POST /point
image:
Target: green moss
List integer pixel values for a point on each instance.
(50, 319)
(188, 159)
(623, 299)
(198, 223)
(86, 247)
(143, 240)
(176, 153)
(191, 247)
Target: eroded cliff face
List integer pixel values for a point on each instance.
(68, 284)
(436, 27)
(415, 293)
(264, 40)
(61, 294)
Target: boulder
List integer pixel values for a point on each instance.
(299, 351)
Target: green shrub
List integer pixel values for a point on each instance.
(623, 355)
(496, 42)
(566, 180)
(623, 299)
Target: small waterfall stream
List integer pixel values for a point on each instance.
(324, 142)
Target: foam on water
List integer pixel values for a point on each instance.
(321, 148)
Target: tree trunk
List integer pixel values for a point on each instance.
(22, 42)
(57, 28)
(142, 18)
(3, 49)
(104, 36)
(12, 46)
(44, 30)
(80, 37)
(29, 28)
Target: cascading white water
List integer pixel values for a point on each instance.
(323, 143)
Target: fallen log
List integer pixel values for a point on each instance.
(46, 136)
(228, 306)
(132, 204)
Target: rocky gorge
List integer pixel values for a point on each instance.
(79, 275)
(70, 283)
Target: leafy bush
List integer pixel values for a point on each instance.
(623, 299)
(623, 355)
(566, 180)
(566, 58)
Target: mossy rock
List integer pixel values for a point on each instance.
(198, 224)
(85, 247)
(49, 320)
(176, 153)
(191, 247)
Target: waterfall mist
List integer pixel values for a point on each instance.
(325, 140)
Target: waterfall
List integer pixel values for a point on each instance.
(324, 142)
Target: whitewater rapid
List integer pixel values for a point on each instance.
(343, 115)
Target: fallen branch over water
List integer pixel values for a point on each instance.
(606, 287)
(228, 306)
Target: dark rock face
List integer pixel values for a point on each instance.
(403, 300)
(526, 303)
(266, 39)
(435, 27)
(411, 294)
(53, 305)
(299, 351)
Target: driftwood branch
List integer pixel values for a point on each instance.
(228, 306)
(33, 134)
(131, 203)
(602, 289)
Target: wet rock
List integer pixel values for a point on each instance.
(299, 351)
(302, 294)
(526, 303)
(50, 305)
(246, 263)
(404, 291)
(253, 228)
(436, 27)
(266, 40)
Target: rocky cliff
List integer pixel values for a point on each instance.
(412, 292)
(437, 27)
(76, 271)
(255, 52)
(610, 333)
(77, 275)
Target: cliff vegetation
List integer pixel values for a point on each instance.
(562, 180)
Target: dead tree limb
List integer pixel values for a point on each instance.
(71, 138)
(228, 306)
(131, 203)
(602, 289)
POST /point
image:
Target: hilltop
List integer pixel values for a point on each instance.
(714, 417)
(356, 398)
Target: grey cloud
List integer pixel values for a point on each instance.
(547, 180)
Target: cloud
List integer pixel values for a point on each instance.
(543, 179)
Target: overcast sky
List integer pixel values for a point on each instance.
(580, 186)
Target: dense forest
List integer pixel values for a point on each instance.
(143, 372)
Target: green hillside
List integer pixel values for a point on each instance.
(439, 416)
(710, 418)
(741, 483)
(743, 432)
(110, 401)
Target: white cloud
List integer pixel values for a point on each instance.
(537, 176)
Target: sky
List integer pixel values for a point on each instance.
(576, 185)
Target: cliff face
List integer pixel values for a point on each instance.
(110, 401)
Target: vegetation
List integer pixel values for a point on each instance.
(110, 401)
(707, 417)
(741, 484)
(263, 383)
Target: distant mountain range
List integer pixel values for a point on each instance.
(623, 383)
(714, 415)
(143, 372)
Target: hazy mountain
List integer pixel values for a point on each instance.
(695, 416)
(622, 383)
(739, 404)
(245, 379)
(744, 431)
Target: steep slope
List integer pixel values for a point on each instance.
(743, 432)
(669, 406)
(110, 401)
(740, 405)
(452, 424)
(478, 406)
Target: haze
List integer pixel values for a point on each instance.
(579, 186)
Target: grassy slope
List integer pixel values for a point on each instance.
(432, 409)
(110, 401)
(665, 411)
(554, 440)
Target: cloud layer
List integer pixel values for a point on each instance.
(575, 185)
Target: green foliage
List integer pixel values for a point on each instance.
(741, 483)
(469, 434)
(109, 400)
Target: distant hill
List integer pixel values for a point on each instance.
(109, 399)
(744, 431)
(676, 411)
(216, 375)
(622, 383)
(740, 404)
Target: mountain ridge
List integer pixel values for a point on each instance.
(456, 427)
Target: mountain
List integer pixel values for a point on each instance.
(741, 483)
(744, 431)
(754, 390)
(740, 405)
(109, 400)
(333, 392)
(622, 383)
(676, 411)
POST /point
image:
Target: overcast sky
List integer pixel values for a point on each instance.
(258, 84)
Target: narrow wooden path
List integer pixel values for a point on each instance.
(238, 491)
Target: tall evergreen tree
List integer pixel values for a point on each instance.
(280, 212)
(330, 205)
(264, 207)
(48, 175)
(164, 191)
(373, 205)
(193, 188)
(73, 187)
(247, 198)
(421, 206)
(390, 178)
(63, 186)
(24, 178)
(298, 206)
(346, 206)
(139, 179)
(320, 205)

What is needed:
When you reach the line that contains "Target: tree trunk", stop; that line and every line before it, from the very first line of the data, should be restated word for word.

Task answer:
POST /point
image:
Target: green moss
List integer pixel values for a point on each instance.
(50, 319)
(188, 159)
(623, 299)
(198, 223)
(86, 247)
(143, 240)
(176, 153)
(191, 247)
Target: eroded cliff face
List integer pixel values for a point on each instance.
(68, 284)
(436, 27)
(415, 293)
(264, 40)
(61, 294)
Target: boulder
List integer pixel values for a point on each instance.
(299, 351)
Target: green shrub
List integer pixel values for a point on each instance.
(623, 355)
(496, 42)
(566, 180)
(623, 299)
Target: small waterfall stream
List integer pixel values for a point on each instance.
(324, 142)
Target: foam on water
List integer pixel values for a point on each instance.
(321, 148)
Target: tree trunk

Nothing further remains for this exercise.